Source records:
•••

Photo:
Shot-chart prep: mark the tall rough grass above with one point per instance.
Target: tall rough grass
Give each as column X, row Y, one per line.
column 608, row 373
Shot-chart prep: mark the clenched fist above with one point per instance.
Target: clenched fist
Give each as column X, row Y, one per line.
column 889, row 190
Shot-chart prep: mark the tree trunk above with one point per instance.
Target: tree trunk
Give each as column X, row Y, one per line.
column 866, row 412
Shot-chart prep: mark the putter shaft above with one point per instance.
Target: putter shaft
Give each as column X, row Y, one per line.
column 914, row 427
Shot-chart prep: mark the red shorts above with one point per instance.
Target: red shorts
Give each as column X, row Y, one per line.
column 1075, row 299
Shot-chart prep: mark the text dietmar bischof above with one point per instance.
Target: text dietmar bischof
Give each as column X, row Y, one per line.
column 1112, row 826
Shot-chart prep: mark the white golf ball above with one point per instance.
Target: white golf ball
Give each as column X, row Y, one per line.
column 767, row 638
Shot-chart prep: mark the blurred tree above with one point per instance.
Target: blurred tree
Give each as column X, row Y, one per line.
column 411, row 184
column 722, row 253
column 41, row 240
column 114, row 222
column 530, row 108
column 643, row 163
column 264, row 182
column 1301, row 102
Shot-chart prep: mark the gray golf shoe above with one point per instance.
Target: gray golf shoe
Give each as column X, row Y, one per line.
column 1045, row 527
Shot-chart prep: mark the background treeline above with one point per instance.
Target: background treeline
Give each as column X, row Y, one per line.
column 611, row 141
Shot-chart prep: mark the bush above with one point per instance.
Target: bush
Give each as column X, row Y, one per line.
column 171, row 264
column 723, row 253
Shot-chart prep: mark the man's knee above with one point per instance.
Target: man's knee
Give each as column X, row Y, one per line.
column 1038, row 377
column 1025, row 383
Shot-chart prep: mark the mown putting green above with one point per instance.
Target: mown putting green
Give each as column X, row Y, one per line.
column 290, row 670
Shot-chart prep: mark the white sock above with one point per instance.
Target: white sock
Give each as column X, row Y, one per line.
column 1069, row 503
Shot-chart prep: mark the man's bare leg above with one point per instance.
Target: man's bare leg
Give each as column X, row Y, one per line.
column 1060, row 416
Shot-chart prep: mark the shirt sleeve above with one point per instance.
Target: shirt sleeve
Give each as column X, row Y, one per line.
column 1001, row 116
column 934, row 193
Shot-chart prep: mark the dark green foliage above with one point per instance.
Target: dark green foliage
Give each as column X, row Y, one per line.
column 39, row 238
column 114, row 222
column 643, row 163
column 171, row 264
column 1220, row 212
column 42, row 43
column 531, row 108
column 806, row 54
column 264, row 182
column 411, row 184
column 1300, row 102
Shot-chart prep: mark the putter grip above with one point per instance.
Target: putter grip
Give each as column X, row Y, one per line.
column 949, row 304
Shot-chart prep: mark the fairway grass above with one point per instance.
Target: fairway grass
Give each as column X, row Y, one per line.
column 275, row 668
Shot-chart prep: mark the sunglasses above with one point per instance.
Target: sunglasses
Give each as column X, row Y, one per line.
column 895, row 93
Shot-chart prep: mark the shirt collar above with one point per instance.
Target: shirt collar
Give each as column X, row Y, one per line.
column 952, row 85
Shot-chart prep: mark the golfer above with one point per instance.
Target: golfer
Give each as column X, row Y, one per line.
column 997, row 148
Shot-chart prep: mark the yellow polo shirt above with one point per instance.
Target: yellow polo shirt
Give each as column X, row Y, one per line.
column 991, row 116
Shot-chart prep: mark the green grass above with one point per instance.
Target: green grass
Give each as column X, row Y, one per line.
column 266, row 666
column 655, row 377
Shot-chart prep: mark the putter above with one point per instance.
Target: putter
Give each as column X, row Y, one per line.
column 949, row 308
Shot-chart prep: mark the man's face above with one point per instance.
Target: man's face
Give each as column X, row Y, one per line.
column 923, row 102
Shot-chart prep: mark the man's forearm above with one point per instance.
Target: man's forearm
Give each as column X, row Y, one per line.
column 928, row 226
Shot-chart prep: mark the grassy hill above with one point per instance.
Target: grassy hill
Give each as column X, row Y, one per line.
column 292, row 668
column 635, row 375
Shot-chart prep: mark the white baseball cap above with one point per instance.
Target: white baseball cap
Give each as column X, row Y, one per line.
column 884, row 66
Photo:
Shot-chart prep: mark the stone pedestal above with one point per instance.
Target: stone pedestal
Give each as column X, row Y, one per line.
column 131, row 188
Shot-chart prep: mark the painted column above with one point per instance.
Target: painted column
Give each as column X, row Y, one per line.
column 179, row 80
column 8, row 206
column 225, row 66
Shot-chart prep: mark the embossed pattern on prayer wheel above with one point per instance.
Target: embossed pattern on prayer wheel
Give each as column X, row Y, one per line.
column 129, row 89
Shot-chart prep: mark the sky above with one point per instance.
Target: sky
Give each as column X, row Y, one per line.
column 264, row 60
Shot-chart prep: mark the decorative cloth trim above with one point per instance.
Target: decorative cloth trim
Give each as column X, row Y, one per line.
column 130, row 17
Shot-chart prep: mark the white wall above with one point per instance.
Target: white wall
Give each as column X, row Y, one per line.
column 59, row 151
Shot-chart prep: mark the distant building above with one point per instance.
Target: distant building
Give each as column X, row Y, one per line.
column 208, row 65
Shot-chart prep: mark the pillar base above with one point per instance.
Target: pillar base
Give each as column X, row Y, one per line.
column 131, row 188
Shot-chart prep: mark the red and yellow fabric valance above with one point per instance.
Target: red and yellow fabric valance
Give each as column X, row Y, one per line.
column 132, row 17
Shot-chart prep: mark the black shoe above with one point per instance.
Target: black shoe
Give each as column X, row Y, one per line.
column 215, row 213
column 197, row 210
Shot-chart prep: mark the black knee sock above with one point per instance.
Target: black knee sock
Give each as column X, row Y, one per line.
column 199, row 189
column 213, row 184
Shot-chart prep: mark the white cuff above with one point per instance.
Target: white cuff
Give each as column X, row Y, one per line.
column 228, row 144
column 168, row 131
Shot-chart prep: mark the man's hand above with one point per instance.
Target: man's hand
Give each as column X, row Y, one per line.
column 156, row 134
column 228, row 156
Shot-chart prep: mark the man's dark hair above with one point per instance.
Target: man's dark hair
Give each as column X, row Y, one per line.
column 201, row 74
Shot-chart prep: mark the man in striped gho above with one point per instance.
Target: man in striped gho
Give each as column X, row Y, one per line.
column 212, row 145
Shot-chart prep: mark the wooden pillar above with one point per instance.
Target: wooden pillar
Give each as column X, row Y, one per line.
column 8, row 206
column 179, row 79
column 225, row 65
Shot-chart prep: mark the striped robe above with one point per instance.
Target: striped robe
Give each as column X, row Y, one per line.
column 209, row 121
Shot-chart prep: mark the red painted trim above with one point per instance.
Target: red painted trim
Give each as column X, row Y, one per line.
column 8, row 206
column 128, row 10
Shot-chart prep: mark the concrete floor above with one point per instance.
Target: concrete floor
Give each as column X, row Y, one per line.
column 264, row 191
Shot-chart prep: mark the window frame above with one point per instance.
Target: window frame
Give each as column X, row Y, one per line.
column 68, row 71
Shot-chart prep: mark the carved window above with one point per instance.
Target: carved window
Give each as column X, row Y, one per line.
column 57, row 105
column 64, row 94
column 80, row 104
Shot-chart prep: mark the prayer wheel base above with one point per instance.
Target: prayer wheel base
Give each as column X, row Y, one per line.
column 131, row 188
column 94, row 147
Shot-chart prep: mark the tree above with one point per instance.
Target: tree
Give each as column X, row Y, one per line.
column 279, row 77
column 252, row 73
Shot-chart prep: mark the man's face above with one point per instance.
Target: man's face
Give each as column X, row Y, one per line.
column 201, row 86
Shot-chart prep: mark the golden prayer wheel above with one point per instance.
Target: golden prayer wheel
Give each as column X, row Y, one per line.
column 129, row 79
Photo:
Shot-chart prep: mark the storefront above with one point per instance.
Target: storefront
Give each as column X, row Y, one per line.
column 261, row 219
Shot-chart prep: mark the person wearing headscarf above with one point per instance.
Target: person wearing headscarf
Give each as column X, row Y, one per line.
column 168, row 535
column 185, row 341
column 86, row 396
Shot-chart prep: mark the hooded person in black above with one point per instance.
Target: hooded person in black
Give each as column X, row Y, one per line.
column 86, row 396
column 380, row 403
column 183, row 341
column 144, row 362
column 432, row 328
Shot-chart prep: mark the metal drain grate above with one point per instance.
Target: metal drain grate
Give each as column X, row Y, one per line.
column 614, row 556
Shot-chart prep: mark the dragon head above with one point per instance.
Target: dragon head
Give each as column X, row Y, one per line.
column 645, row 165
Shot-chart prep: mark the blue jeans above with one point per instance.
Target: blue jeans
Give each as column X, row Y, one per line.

•••

Copy only this span: the line that contains "Shot-chart prep: mark the prayer", the last line, and every line between them.

- _Exercise answer_
Shot-chart prep: mark the prayer wheel base above with one point per instance.
Target: prayer wheel base
Give each as column X, row Y, one per line.
column 131, row 188
column 94, row 147
Shot-chart prep: mark the tree above with one point per instance.
Target: tree
Give each as column X, row Y, one per line.
column 279, row 77
column 252, row 73
Shot-chart prep: mark the man's face above with one point per instance.
Target: man's face
Give each as column X, row Y, one per line.
column 201, row 86
Shot-chart prep: mark the golden prayer wheel above with one point per instance.
Target: golden prayer wheel
Give each as column X, row Y, one per line.
column 129, row 79
Photo:
Shot-chart prep: mark the storefront above with one point per instance.
Target: storefront
Give each as column X, row Y, one per line.
column 261, row 219
Shot-chart prep: mark the person wearing headscarf above with one point per instance.
Target: person wearing headscarf
Give each as column X, row Y, one per line.
column 168, row 535
column 185, row 341
column 86, row 396
Shot-chart prep: mark the hooded person in black above with one point per instance.
Target: hooded person in black
Give each as column X, row Y, one per line.
column 86, row 396
column 380, row 403
column 183, row 341
column 144, row 362
column 432, row 328
Shot-chart prep: mark the metal drain grate above with one point per instance.
Target: metal drain grate
Give each as column X, row Y, one per line.
column 614, row 556
Shot-chart prep: mark the dragon head above with one point per instance.
Target: dragon head
Give each as column X, row Y, one per line.
column 645, row 165
Shot-chart prep: mark the blue jeans above with one point per instance.
Target: blue jeans
Give each as column X, row Y, one per line.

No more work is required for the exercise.